▸ **OBJECTIVES**
**1)** In the post, what does E-R map better to than to relational representations?
**2)** Swap "shop front" for "storefront" in the entries, in the part that opens with the line containing "Q: Provide one point on every instance of the bird's claw" and runs to the end of the entries. Give back only that part, with everything else unchanged.

Re: Nested Sets vs. Nested Intervals

From: <amado.alves_at_netcabo.pt>
Date: 9 Nov 2005 14:54:49 -0800
Message-ID: <1131576889.911246.121560_at_z14g2000cwz.googlegroups.com>


Semantic domain is as you know the fancy name for the "things" you represent with your schema and data.

Relational *key* people (sorry, "star" was bad choice of word, unless I cited Kleene too:-) you know and cited two, Codd, Chen, and then there's Date, Ulman, Wiederhold, etc. and I would not mind citing here the people siting at the W3C working groups for XQuery, XPath, etc.

E-R maps better to graph-based representations than to relational ones. It is not a matter of "can" but of "how well."

No I won't mention UML nor say the dirty word ("semi-structured":-)

There's lots of (good) graph-based models. RDF is (very) different from XML and both are (very) different from Codasyl and my baby called Mneson is (very, not so much, less) different from Codasyl, XML, RDF. (I suggest Mneson be discuss in the thread "Implementing a graph algebra" because that's it)

▸ **EXTRACTED RECORDS**
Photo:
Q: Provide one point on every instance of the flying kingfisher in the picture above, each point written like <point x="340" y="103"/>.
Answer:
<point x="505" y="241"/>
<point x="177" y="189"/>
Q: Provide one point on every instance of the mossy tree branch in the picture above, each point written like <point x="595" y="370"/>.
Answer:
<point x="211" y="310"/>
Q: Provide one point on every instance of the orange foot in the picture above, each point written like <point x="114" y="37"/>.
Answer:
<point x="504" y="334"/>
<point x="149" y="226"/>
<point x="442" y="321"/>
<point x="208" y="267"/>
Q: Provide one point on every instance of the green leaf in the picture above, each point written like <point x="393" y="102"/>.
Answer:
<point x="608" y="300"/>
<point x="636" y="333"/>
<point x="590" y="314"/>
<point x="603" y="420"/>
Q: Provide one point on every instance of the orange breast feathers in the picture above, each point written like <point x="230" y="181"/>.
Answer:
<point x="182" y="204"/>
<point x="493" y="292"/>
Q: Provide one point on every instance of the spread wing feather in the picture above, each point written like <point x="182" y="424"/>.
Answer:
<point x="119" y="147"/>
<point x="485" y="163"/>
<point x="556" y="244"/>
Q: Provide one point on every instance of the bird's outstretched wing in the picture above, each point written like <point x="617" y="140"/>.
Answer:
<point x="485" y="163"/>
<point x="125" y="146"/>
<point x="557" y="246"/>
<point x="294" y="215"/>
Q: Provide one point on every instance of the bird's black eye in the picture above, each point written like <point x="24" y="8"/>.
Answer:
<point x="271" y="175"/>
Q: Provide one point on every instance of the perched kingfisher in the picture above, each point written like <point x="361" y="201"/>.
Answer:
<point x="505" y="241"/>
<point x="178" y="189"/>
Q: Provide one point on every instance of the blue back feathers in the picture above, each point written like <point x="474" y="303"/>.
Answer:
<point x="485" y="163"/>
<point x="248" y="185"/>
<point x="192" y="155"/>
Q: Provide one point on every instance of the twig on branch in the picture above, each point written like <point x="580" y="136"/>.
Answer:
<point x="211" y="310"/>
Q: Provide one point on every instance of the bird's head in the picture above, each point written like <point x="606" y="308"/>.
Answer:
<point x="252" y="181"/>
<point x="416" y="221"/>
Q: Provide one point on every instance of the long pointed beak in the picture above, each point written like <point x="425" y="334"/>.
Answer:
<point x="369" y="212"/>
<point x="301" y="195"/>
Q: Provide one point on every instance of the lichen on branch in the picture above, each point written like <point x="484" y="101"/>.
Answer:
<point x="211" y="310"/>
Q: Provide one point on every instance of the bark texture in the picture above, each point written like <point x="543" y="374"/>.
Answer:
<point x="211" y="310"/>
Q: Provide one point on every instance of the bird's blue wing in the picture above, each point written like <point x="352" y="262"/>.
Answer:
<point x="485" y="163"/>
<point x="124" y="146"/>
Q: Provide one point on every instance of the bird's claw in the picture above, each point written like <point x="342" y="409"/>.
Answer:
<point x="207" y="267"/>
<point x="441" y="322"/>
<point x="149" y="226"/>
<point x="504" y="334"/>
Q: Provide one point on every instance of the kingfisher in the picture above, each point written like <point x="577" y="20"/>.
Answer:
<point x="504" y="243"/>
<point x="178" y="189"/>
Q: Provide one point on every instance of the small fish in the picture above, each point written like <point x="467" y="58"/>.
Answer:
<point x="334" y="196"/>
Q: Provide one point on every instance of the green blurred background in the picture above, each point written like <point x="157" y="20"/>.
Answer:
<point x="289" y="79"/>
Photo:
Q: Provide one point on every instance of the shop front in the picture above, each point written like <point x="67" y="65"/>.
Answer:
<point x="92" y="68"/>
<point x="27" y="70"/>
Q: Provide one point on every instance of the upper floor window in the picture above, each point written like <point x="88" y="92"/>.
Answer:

▸ **RESULTS IN ORDER**
**1)** Graph-based representations.

**2)**
Q: Provide one point on every instance of the bird's claw in the picture above, each point written like <point x="342" y="409"/>.
Answer:
<point x="207" y="267"/>
<point x="441" y="322"/>
<point x="149" y="226"/>
<point x="504" y="334"/>
Q: Provide one point on every instance of the kingfisher in the picture above, each point written like <point x="577" y="20"/>.
Answer:
<point x="504" y="243"/>
<point x="178" y="189"/>
Q: Provide one point on every instance of the small fish in the picture above, each point written like <point x="467" y="58"/>.
Answer:
<point x="334" y="196"/>
Q: Provide one point on every instance of the green blurred background in the picture above, each point written like <point x="157" y="20"/>.
Answer:
<point x="289" y="79"/>
Photo:
Q: Provide one point on every instance of the storefront in the picture above, each point written like <point x="67" y="65"/>.
Answer:
<point x="92" y="68"/>
<point x="27" y="70"/>
Q: Provide one point on every instance of the upper floor window in the picture above, each point written like <point x="88" y="92"/>.
Answer:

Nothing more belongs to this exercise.